--- INFORMATION ---
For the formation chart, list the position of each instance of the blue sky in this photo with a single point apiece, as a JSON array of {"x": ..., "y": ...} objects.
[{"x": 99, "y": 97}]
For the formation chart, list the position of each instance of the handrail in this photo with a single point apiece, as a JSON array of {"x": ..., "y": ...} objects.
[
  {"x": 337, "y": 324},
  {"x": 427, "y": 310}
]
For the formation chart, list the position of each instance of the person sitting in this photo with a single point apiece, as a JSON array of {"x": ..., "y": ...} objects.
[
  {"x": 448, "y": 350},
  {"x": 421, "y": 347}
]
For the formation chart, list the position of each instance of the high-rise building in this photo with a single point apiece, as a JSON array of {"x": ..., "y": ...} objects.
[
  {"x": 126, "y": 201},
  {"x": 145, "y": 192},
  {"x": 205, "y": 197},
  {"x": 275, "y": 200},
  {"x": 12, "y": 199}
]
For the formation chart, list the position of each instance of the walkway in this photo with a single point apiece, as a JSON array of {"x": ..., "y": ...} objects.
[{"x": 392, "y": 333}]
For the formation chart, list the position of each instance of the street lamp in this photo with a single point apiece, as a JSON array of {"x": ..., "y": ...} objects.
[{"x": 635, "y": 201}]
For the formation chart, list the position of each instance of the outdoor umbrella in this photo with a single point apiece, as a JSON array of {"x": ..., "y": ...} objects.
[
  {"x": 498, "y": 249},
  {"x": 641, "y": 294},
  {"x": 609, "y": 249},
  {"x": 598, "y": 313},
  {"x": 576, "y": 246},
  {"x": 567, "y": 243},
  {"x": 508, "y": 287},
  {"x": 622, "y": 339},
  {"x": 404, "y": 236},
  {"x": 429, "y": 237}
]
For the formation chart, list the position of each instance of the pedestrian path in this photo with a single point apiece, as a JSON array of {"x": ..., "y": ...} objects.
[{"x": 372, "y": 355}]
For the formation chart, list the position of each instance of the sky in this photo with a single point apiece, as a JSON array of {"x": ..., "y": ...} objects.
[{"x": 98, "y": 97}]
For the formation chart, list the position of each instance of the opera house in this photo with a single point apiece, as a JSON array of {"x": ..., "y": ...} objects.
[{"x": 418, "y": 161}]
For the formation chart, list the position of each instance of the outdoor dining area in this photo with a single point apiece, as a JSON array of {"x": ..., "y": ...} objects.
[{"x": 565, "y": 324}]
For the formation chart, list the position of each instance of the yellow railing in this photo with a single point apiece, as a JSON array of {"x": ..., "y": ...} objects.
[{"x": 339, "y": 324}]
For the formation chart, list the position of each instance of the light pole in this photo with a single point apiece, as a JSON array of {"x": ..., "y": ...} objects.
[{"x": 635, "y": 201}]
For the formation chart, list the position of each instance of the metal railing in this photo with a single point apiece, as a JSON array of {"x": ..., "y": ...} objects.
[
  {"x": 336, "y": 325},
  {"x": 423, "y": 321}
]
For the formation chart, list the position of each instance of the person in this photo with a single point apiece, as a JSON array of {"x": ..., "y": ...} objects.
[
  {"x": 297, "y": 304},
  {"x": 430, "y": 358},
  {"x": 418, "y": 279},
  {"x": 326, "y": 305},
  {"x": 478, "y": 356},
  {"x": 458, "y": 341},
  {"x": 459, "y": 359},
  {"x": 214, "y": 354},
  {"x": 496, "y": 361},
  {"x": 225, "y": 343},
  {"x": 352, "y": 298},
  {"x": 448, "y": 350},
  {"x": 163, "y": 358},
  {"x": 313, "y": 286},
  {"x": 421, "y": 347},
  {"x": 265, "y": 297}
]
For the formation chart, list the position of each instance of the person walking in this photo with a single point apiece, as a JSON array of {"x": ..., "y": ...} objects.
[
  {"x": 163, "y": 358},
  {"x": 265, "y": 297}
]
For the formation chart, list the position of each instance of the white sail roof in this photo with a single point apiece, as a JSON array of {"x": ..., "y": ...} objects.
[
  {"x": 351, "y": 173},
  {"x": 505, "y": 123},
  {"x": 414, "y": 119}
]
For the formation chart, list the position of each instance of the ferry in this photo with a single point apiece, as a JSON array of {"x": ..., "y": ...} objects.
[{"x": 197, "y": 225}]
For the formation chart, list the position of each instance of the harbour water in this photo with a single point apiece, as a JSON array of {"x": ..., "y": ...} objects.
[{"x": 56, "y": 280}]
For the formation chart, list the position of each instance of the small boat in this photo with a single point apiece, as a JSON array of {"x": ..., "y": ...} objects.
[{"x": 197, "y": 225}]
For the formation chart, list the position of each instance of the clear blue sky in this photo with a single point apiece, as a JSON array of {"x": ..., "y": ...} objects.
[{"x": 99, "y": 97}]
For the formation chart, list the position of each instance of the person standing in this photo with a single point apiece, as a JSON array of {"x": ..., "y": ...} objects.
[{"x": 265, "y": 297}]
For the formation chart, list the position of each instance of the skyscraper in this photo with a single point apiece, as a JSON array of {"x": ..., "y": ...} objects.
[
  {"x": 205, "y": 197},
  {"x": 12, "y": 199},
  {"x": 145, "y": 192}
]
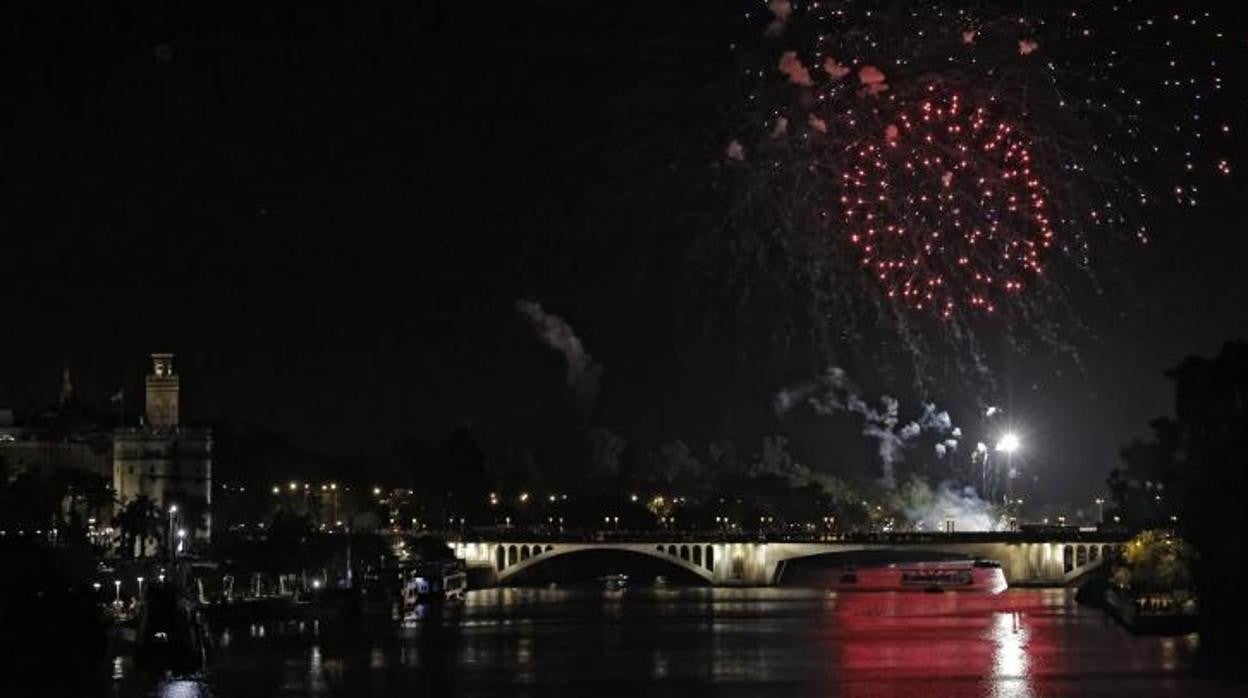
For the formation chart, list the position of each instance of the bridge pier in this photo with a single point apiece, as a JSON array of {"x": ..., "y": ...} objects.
[{"x": 755, "y": 563}]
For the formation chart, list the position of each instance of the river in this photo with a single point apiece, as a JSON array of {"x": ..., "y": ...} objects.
[{"x": 697, "y": 642}]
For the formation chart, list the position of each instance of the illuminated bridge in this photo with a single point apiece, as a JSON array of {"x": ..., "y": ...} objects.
[{"x": 1050, "y": 558}]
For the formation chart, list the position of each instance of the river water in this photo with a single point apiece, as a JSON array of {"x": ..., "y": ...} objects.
[{"x": 694, "y": 642}]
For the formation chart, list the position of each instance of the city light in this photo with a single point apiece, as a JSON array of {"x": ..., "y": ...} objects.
[{"x": 1009, "y": 442}]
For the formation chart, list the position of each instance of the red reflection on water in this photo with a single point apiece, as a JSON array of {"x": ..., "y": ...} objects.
[{"x": 991, "y": 643}]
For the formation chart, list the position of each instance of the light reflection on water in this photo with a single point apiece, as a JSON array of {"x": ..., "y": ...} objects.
[{"x": 710, "y": 642}]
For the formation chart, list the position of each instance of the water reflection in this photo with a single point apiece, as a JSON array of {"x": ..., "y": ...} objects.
[
  {"x": 1011, "y": 663},
  {"x": 708, "y": 642}
]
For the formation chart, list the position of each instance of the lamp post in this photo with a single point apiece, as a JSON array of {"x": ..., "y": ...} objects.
[
  {"x": 1007, "y": 445},
  {"x": 169, "y": 536}
]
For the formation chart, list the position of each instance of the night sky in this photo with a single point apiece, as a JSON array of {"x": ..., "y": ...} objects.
[{"x": 330, "y": 212}]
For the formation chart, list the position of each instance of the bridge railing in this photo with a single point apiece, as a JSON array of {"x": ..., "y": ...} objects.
[{"x": 694, "y": 536}]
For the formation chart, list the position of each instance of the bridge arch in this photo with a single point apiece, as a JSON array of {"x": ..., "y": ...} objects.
[{"x": 669, "y": 557}]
---
**EXERCISE GOAL:** Take the line holding "of the night" and all lines after it through the end of the data, and set them down exactly.

**ANSWER TO THE EXERCISE:**
For the formation chart, list the position of each instance of the night sky in this photo with a single point apiece, as a JSON array of {"x": ..., "y": ...} objects.
[{"x": 330, "y": 212}]
For the formation chart, list the position of each instance of the bridge railing in this photo with a single point apiece, as a JSON array of {"x": ..., "y": ...} objects.
[{"x": 694, "y": 536}]
For the formation chart, list the position of each instance of the bridge arch in this photo with a single point apiece, as a JSON array of {"x": ..., "y": ...} objects.
[{"x": 669, "y": 557}]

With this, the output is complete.